EXERCISE MATERIALS:
++++++

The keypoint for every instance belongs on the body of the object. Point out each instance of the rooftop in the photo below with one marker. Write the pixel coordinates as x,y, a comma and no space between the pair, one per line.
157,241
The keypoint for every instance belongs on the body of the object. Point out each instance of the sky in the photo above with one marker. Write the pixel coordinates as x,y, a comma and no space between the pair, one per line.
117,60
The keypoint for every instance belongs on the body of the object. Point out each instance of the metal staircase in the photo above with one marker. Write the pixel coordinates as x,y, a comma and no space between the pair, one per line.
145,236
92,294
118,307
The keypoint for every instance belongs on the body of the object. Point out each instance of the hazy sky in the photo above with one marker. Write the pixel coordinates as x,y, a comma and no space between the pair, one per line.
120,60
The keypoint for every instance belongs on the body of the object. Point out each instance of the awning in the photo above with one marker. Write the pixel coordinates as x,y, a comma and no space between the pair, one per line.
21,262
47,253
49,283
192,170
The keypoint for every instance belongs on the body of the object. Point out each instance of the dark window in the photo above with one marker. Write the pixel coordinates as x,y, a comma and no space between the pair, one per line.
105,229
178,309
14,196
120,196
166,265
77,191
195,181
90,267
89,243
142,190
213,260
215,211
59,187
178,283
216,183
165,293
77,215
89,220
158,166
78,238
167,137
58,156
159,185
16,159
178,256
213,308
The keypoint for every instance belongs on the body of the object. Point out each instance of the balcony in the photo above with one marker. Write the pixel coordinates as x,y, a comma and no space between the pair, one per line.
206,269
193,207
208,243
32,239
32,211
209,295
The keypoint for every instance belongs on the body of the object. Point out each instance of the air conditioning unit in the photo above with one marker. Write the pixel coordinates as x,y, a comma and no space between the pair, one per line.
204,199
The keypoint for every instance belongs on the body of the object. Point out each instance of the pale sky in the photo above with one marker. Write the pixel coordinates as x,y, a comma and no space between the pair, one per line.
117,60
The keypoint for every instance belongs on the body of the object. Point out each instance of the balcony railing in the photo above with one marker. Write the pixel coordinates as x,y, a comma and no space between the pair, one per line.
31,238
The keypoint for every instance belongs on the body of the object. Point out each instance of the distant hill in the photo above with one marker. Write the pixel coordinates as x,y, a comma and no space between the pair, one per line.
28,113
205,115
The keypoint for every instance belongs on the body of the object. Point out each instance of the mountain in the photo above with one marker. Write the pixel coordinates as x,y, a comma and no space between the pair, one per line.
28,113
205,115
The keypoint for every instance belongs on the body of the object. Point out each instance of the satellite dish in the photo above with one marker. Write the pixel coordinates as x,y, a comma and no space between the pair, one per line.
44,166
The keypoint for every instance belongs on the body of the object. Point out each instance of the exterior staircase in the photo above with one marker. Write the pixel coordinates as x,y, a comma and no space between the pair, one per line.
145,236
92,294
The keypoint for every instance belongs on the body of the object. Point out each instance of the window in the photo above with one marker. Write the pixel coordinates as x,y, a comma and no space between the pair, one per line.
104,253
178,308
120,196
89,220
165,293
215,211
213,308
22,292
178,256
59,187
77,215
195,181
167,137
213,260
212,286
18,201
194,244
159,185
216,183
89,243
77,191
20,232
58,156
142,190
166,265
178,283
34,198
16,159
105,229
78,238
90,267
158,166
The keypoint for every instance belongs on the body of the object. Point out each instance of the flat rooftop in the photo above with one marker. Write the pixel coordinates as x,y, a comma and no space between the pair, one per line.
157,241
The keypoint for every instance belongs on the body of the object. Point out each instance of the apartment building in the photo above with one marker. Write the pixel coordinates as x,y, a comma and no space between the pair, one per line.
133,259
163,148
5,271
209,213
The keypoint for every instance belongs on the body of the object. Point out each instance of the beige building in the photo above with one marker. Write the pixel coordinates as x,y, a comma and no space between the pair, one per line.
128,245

++++++

ACTIVITY: Go through the listing above and restate it word for word.

RESPONSE BELOW:
The keypoint for every instance belongs on the body of the object. Point out each instance of the rooftop in the photo below with one marker. Write the pixel coordinates as x,y, a comma and no space between the pair, one per line.
157,241
The keypoint for every instance belongs on the body of the object. Point out each instance of the sky in the photo above with one marker. Write the pixel coordinates as x,y, a comma and no space between the pair, one per line.
117,60
The keypoint for every instance belongs on the body of the object. Point out each instance of the metal staircase in the photo above with one marker. Write the pixel coordinates as x,y, a comma and no space between the pair, one per line.
145,236
92,294
118,307
The keypoint for every instance belongs on the body of the object. Point out each instance of the hazy sky in the photo above with one marker. Write the pixel coordinates as x,y, a comma and no space between the pair, one per line.
120,60
The keypoint for every instance belongs on the body of the object. Point out each instance of the awning in the photo above with one marker. Write the pixel coordinates as x,y, a comma and no space between the pair, one per line.
21,262
47,253
49,283
192,170
The keypoint for every instance belongs on the body of the object. Point out each instance of the dark window in the photo above with one marker. Write the pixel coordinates as x,y, a comma and no space between the pair, one per line.
105,229
178,309
14,196
120,196
166,265
77,191
195,181
90,267
89,243
142,190
213,260
215,211
59,187
178,283
216,183
165,293
77,215
89,220
158,166
78,238
167,137
58,156
159,185
16,159
178,256
213,308
The keypoint for every instance belongs on the body of the object. Point out each instance of the balcony in the photo above with one marker. Write the pixel coordinates as x,y, a comma and no space between the pair, one per line.
206,269
193,207
208,243
32,239
32,211
209,295
The keypoint for every instance belongs on the body of the object. Point out each instance of the air conditioning unit in the photo above with one marker. Write the pixel coordinates as x,y, a comma and no space between the pair, one per line.
204,199
The keypoint for every instance belongs on the body of the object. Point out each instance of the pale sky in the photo above with one marker. Write the pixel coordinates as x,y, a comma and no space between the pair, one per line.
117,60
The keypoint for every instance belongs on the body of the object. Point out each instance of the balcony railing in the photo above with one marker. Write the pixel coordinates as x,y, a comma and no space between the pair, one per line.
31,238
The keypoint for every instance belongs on the body of the object. Point out each instance of the distant hill in the photo above with one marker. Write the pixel coordinates as x,y, a comma and no space between the pair, one per line.
28,113
205,115
The keypoint for every instance belongs on the body of the object. Point out each instance of the mountain in the photo above with one marker. Write the pixel coordinates as x,y, a comma and no space between the pair, one per line.
28,113
205,115
The keypoint for every instance belongs on the body of the object. Point out each instance of the satellite dish in the photo above with one marker. Write the pixel coordinates as x,y, a comma and no space between the pair, one per line.
44,166
The keypoint for every instance belongs on the body of the object. Point out each instance of the exterior staircase in the photo above with one marker. Write the pixel coordinates as x,y, a comma and no space between the pair, one per line.
145,236
92,294
The keypoint for every instance belongs on the body of the object. Point out each instance of the window in the photo above with one marker. Write the pixel coordinates as x,y, a comma and no space between the pair, one per line.
104,253
178,308
120,196
89,220
165,293
215,211
213,308
22,292
178,256
59,187
77,215
195,181
167,137
213,260
212,286
18,201
194,244
159,185
216,183
89,243
77,191
20,232
58,156
142,190
166,265
178,283
34,198
16,159
105,229
78,238
90,267
158,166
The keypoint for every instance belongs on the body of the object. Point out each instance of the flat rooftop in the photo above with one marker. Write the pixel coordinates as x,y, a comma and no space between the pair, one per line.
157,241
The keypoint for every instance belongs on the body of the object. Point out each instance of the apartment building in the photo above with one marker. Write the pixel coordinates as x,y, a comma and no space between the pair, one per line.
133,259
163,148
5,271
209,213
The keypoint for every instance belongs on the body of the object. Point out each instance of the beige building in the photo above with one marker. Write the pixel coordinates as x,y, a comma and no space between the pair, one per line.
128,245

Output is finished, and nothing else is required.